> _WORK REQUIRED_: Rewrite everything in the listing from the line containing "Practice step: put one dot on every instance of the golden" down to the end of the listing, renaming "hazy" as "misty" and leaving all other text unchanged.

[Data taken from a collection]
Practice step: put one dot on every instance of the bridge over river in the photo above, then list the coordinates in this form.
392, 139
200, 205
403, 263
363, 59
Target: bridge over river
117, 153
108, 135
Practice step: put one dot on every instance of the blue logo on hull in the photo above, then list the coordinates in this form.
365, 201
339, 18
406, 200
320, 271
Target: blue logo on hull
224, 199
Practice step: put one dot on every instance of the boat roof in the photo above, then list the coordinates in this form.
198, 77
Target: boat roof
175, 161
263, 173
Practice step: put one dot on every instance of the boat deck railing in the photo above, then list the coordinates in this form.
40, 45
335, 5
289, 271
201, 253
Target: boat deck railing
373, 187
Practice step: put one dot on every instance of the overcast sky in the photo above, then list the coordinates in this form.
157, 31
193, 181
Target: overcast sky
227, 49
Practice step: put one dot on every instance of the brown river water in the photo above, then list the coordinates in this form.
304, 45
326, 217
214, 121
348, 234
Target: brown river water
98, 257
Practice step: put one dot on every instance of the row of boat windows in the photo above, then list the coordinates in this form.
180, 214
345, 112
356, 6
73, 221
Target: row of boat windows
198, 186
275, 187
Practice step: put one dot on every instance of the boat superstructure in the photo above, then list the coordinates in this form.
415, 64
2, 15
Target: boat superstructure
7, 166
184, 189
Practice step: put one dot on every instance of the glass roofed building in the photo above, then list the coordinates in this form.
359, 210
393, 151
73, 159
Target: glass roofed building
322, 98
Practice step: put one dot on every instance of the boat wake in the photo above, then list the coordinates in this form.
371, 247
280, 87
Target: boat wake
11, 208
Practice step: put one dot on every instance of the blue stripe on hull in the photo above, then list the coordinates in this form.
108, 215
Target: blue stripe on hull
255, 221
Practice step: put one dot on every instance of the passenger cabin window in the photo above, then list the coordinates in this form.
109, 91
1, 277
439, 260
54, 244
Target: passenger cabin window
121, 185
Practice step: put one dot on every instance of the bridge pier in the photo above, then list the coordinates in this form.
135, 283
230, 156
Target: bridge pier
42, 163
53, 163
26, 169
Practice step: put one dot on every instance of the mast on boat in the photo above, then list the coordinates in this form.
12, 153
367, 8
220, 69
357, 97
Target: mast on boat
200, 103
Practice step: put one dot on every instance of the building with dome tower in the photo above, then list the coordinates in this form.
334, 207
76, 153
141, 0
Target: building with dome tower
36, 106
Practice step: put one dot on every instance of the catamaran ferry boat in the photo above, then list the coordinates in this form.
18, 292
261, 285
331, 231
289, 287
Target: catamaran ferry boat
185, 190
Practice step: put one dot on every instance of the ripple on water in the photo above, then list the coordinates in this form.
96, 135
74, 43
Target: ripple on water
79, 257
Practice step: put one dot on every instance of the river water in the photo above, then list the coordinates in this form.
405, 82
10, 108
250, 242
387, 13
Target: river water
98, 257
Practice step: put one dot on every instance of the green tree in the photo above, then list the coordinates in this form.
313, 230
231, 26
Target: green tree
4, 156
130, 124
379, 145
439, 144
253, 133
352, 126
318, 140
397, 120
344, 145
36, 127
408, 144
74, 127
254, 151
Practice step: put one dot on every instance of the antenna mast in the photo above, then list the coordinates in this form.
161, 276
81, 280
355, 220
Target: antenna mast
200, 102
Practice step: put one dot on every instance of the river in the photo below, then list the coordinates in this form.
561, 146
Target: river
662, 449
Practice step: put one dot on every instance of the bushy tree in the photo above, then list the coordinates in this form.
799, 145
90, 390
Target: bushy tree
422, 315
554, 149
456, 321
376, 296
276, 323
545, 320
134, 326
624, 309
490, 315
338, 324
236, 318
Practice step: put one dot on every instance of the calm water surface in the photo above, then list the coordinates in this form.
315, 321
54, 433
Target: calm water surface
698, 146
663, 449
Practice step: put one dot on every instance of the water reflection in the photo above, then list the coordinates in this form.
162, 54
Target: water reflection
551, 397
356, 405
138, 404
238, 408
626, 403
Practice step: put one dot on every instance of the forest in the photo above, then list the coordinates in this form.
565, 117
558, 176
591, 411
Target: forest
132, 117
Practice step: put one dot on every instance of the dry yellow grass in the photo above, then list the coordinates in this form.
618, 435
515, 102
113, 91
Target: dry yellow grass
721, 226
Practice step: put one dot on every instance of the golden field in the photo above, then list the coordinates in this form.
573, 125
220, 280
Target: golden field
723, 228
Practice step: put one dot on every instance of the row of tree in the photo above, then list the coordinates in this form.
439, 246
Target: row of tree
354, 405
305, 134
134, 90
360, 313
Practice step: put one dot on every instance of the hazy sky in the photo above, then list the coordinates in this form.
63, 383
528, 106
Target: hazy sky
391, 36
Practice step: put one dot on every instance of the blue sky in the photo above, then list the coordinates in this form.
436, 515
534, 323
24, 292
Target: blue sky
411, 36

> _ANSWER IN FULL_:
Practice step: put one dot on every instance of the golden field in the photo above, then list the coordinates in this form.
573, 125
220, 280
Target: golden field
723, 228
Practice step: put one dot on every instance of the row of tree in the photo above, then list the coordinates in this form.
439, 246
Target: row of tree
354, 405
305, 134
134, 90
360, 313
Practice step: put one dot on every instance of the misty sky in the photo above, then list the coordinates in this form.
63, 383
528, 106
Target: misty sky
391, 36
Practice step: put one dot on every instance of the blue sky in the photo above, then list the coordinates in this form.
436, 515
534, 323
24, 292
Target: blue sky
411, 36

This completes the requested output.